— Reading passage —
** Start **

ANPR p. 42 questions
For the QRE sub-category of retail
exposures only, the Agencies are seeking comment on whether or not to
allow banking organizations to offset a portion of the AIRB capital
requirement relating to EL by demonstrating that their anticipated FMI
for this sub-category is likely to more than sufficiently cover EL over
the next year.
Although recent Basel developments appear
encouraging, capital should not be required to cover expected losses
(“EL”). This recommendation applies to Qualifying Revolving Exposures (“QRE”)
as well as all other wholesale and retail categories. Proper pricing
methodology dictates that expected future margin income (“FMI”) is
sufficient to cover expected losses and a return to capital. Banks
employ a shareholder value added (“SVA”) formula to ensure that margins
are sufficient to generate a positive SVA. By requiring capital to cover
both expected and unexpected losses, banks would effectively be double
counting expected loss provisions.

** End **

— The exercise —
From the passage on capital for expected losses, list every abbreviation that is defined in parentheses, along with the phrase it stands for.

— Dataset —
** Start **

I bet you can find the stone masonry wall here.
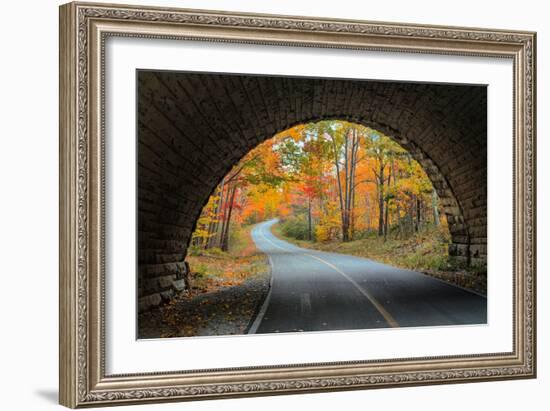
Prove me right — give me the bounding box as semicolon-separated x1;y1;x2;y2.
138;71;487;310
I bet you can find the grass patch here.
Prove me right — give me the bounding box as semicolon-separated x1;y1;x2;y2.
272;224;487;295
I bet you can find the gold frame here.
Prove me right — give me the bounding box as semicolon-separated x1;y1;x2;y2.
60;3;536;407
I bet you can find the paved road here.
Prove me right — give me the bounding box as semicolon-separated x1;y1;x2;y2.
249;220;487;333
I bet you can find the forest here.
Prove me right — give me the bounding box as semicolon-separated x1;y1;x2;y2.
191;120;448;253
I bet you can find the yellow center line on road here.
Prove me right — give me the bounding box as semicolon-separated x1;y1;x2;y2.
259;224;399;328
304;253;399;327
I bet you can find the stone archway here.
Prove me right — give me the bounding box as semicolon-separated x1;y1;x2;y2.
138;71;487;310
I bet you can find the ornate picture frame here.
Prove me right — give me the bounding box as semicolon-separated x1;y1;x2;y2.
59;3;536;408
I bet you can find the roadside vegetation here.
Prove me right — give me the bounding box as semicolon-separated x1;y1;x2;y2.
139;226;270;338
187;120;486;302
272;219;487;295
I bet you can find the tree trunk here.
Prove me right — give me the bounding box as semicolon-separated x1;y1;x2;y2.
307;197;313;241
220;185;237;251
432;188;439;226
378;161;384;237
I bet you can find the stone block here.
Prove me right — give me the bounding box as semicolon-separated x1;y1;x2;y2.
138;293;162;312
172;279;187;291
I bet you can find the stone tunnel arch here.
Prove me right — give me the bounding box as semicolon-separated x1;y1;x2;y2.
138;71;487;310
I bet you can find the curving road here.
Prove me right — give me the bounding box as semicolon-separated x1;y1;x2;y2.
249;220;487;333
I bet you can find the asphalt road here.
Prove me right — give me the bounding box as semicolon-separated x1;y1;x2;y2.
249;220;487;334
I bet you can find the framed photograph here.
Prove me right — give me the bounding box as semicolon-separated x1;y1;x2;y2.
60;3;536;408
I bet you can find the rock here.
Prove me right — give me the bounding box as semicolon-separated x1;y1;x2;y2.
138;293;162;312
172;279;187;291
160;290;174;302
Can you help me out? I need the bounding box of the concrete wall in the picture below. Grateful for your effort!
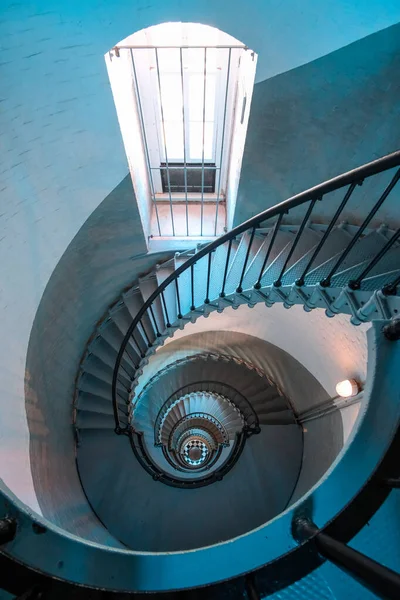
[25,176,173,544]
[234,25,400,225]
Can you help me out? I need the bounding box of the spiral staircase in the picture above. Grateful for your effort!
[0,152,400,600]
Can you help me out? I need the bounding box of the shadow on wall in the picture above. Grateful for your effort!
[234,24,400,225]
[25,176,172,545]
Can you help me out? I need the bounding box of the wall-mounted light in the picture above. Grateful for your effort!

** End **

— Reply —
- EL: expected losses
- QRE: Qualifying Revolving Exposures
- FMI: expected future margin income
- SVA: shareholder value added